#### About this task
From the first line to the last, write out the records below exactly as they appear.

━━━━━━━━━━━━━━━━

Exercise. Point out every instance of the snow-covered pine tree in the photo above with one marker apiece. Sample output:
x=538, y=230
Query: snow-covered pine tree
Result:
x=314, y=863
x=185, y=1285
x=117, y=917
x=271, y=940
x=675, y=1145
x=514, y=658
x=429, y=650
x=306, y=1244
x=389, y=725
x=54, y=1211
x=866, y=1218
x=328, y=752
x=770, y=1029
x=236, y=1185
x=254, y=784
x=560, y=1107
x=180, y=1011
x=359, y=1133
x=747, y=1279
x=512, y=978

━━━━━━━━━━━━━━━━

#### Answer
Exercise. Point out every instance of the snow-covered pine tree in the photo above with one marker apiece. Sample output:
x=538, y=230
Query: snow-covered pine tree
Result:
x=314, y=863
x=185, y=1285
x=117, y=917
x=271, y=940
x=675, y=1145
x=514, y=658
x=429, y=650
x=306, y=1244
x=389, y=725
x=54, y=1211
x=866, y=1218
x=328, y=752
x=770, y=1029
x=236, y=1185
x=254, y=784
x=560, y=1107
x=180, y=1011
x=359, y=1133
x=747, y=1279
x=512, y=978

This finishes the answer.